BRIEF
Reproduce the data below exactly as written. Pictures do not belong in the copy.

MATERIAL FOR THIS EXERCISE
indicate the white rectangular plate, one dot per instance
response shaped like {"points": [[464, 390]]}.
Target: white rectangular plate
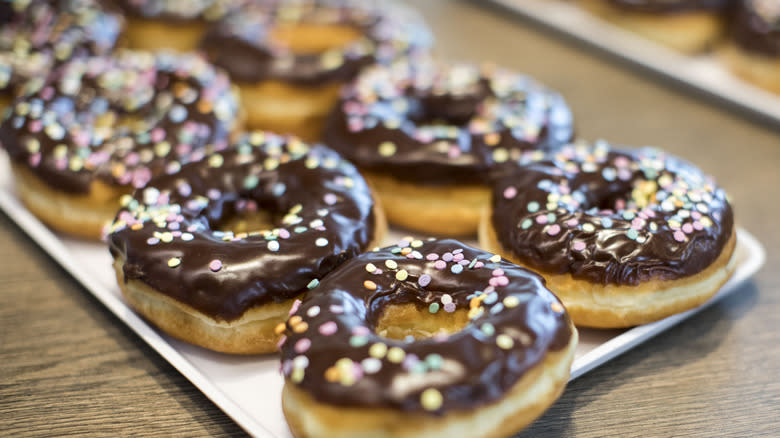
{"points": [[248, 389], [702, 72]]}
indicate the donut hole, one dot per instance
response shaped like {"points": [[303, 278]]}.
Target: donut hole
{"points": [[243, 216], [313, 38], [447, 109], [400, 321]]}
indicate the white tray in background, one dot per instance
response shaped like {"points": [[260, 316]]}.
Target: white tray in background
{"points": [[248, 389], [703, 72]]}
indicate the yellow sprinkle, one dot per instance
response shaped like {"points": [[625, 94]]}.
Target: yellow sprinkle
{"points": [[378, 350], [396, 355], [511, 301], [431, 399], [387, 149], [505, 342], [297, 375]]}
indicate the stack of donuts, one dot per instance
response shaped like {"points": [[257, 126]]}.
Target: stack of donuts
{"points": [[744, 33], [230, 232]]}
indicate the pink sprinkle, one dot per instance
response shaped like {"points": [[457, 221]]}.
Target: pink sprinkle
{"points": [[302, 345], [360, 331], [295, 306], [328, 328], [35, 159], [510, 192]]}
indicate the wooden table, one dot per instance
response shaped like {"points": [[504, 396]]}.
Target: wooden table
{"points": [[68, 366]]}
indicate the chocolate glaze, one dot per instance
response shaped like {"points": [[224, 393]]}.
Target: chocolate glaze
{"points": [[756, 26], [37, 35], [240, 43], [612, 216], [72, 128], [334, 327], [321, 206], [441, 124], [669, 6]]}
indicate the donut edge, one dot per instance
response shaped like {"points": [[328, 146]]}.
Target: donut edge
{"points": [[528, 399], [619, 306]]}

THE ANSWER
indicate the white rectangular plate, one dot per instance
response shaped like {"points": [[464, 390]]}.
Target: white rectangular plate
{"points": [[248, 389], [702, 72]]}
indicate the donut hole, one dot per instance
response shaped like {"points": [[303, 278]]}.
Target: donut hole
{"points": [[243, 216], [313, 38], [447, 109], [400, 321]]}
indicate the white tray in background, one dot per instance
response shaped like {"points": [[260, 316]]}.
Target: white tray in background
{"points": [[248, 389], [703, 72]]}
indicate the yellow sprinkle, one dot per instance
response shaped like {"points": [[625, 94]]}.
Target: yellow sprinkle
{"points": [[378, 350], [396, 355], [511, 301], [431, 399], [387, 149], [505, 342], [297, 375]]}
indicate the stack of donuts, one dot per instance
response shaped like {"points": [[257, 126]]}.
Target: stack of donuts
{"points": [[744, 33], [230, 232]]}
indicate the pink sprinkle, one dot per instance
response shaped like {"points": [[457, 221]]}.
Target: pink sprinkle
{"points": [[302, 345], [360, 331], [295, 306], [328, 328], [35, 159], [510, 192]]}
indicate the wooden table, one dot per instance
response shaped like {"points": [[504, 396]]}.
Target: wooden table
{"points": [[68, 366]]}
indicate the chocolate glaze, one dot per instance
response shaped like {"points": [[224, 393]]}.
Target: chocolate glaze
{"points": [[756, 26], [37, 35], [240, 43], [612, 216], [72, 128], [334, 327], [321, 206], [441, 124], [669, 6]]}
indicate the donut edge, one dot per instance
response shaped like {"points": [[328, 146]]}.
Target: donut edge
{"points": [[528, 399], [619, 306]]}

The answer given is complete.